Data excerpts —
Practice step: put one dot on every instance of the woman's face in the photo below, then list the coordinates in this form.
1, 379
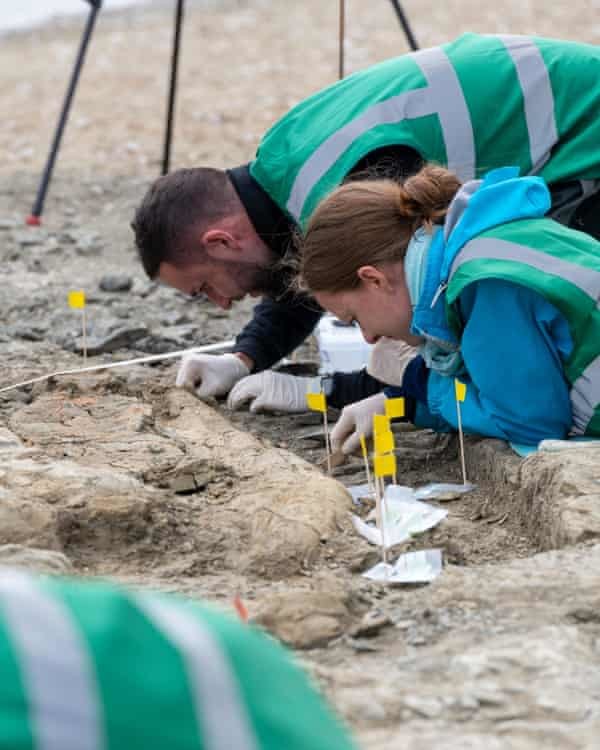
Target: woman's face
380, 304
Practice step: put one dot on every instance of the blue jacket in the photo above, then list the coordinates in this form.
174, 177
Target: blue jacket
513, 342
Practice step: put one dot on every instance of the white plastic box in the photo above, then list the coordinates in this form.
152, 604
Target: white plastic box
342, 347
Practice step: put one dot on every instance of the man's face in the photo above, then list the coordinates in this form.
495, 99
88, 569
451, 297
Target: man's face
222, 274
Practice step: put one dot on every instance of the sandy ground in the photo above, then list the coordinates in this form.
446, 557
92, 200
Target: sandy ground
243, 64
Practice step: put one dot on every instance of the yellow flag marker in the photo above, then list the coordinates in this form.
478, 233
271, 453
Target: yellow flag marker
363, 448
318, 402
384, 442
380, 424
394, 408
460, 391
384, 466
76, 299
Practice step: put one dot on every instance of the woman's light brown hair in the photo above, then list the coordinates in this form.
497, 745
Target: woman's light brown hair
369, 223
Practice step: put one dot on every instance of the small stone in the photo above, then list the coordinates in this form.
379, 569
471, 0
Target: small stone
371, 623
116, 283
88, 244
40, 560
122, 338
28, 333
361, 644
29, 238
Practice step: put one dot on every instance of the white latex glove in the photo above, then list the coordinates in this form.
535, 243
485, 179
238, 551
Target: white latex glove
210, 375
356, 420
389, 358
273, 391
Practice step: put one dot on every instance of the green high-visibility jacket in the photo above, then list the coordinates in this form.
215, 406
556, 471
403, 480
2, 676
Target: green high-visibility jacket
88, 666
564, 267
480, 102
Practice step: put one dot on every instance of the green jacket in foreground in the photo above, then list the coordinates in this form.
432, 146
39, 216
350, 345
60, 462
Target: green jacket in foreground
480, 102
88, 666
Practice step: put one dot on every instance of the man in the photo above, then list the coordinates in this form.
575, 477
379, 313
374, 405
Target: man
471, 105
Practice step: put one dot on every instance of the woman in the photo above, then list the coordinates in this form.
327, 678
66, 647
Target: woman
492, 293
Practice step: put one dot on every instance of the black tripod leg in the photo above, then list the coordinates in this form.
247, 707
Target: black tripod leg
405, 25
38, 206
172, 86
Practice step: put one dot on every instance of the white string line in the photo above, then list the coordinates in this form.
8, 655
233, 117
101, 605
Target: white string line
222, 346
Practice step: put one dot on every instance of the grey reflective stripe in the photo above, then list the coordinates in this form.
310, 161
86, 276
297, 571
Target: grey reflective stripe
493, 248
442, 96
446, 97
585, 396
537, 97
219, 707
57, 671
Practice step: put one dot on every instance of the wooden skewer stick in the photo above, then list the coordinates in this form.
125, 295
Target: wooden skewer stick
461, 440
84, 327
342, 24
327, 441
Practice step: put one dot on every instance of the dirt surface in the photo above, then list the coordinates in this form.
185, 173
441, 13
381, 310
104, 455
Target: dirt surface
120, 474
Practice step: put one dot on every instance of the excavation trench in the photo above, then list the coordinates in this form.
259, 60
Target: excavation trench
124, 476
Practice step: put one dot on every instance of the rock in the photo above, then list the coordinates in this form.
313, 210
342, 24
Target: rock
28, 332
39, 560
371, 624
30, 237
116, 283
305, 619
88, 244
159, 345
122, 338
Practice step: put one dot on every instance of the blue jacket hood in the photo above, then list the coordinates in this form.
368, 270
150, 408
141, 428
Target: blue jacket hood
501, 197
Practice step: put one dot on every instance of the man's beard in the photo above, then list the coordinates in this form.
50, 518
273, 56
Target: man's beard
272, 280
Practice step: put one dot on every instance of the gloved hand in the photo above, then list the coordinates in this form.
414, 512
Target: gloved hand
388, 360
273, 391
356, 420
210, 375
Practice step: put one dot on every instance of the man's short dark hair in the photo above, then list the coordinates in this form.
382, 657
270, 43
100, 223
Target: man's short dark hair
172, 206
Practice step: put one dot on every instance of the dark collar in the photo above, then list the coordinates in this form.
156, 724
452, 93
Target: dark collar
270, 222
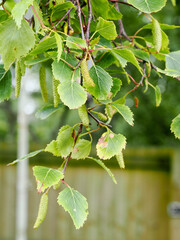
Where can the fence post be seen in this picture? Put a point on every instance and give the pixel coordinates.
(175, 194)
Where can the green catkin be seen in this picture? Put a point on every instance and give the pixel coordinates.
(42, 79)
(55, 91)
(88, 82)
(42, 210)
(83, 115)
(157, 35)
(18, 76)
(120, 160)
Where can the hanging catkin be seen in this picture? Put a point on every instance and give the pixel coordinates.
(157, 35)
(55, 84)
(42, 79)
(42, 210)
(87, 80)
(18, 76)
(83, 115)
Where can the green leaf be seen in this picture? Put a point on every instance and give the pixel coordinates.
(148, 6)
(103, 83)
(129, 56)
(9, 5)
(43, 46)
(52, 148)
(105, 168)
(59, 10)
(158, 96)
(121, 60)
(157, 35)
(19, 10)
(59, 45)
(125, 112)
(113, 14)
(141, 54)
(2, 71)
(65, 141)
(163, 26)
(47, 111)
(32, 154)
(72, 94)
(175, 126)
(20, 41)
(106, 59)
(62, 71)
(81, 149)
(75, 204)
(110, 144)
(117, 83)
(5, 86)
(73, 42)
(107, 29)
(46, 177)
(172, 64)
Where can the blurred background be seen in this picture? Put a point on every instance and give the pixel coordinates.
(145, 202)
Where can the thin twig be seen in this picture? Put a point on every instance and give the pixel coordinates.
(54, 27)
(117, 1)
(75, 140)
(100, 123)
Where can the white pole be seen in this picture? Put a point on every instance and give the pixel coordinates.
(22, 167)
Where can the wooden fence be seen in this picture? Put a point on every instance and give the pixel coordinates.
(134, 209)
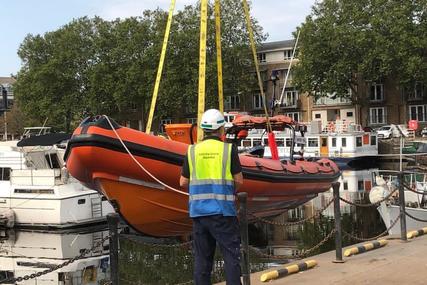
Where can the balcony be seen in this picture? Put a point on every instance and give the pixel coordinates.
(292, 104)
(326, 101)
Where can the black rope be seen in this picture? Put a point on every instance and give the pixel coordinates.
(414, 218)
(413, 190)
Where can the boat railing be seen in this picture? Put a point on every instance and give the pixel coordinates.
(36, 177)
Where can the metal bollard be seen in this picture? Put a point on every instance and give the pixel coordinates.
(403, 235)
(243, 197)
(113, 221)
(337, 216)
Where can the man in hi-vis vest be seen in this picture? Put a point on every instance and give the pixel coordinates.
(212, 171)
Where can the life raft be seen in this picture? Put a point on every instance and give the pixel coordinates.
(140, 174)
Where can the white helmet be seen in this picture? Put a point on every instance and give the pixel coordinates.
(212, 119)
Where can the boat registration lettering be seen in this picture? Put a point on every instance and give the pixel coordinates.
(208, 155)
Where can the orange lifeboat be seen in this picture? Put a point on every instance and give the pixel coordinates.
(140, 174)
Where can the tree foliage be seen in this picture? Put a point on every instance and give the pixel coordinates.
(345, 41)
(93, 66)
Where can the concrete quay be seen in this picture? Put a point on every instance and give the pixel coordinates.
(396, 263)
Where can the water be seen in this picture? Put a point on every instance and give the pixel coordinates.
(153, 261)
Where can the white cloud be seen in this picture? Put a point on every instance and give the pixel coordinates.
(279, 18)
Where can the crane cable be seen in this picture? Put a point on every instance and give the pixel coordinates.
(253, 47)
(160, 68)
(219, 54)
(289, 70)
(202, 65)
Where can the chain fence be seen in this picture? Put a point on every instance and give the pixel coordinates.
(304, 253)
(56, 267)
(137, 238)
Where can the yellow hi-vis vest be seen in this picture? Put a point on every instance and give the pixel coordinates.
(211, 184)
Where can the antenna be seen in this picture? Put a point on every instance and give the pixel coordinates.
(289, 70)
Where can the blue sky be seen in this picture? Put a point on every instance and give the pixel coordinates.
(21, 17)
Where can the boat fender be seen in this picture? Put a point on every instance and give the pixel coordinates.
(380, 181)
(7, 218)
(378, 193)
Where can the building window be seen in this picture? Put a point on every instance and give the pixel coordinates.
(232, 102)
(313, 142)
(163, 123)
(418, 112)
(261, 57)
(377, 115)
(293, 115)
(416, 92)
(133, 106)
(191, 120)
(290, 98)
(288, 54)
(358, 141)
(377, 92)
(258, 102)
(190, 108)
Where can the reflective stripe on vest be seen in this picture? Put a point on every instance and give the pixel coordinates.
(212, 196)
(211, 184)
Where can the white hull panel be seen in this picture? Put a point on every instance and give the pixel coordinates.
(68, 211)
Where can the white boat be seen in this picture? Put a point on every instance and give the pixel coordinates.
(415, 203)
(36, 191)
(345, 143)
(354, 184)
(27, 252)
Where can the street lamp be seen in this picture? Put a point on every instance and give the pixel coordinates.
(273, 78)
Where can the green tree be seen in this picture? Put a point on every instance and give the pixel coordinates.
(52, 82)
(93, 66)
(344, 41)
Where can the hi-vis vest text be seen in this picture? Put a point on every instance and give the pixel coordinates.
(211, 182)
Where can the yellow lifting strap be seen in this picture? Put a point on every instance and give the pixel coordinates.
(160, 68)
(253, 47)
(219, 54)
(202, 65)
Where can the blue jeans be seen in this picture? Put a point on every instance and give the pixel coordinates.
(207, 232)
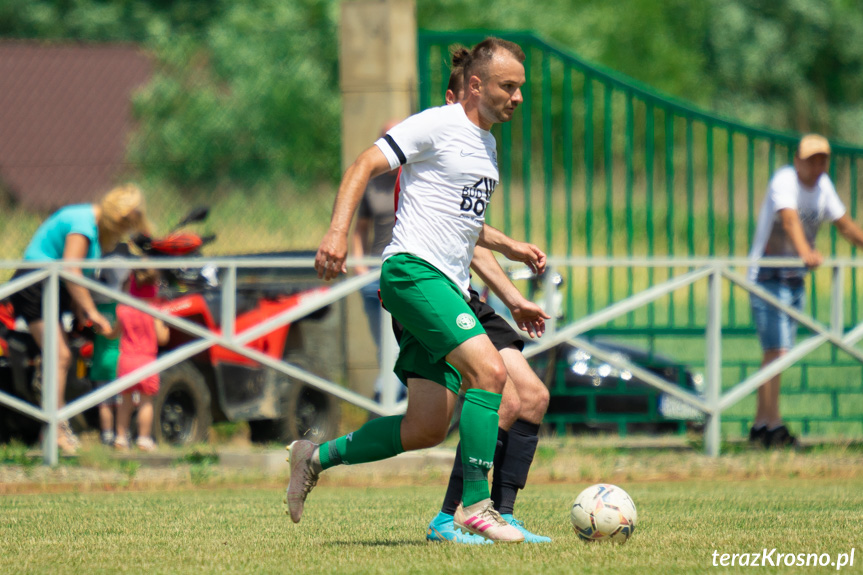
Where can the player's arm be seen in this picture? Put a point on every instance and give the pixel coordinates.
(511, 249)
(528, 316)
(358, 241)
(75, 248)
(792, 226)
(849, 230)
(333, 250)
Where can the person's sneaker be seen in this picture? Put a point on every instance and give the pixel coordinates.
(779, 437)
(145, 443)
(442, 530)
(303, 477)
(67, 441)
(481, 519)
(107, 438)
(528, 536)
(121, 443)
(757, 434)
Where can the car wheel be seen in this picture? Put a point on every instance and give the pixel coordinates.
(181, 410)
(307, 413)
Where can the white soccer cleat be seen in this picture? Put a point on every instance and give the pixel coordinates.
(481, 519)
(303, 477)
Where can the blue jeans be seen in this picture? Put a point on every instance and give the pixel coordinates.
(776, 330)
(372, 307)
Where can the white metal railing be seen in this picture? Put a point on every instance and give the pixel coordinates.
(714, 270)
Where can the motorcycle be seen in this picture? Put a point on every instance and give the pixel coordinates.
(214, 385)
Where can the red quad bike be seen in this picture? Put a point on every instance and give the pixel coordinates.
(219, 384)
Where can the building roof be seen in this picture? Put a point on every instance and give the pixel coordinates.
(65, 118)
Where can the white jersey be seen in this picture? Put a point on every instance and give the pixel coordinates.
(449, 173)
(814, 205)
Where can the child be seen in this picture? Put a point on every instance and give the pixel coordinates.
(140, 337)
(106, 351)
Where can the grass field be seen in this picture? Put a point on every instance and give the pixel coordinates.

Work order —
Nothing but the lines from the one holding "Where can the red" through the last line of the data may be output, and each must match exactly.

Task output —
Where can the red quad bike be seen in this picture? Put a point on every instance and give the pixel coordinates.
(219, 384)
Where can the building roof be seen in this picture? Put a point on every instance and give the pixel coordinates.
(65, 118)
Where can the white jersey be seen in this picture? Put a point on every instance and give the pixel coordinates.
(449, 173)
(814, 205)
Where can the child be seen in this picture? Put a point on every instance and give the pixel coordinates.
(140, 337)
(106, 351)
Where can the grass field be seen in this picture? Put a point on every instance and give the pixel coordinates.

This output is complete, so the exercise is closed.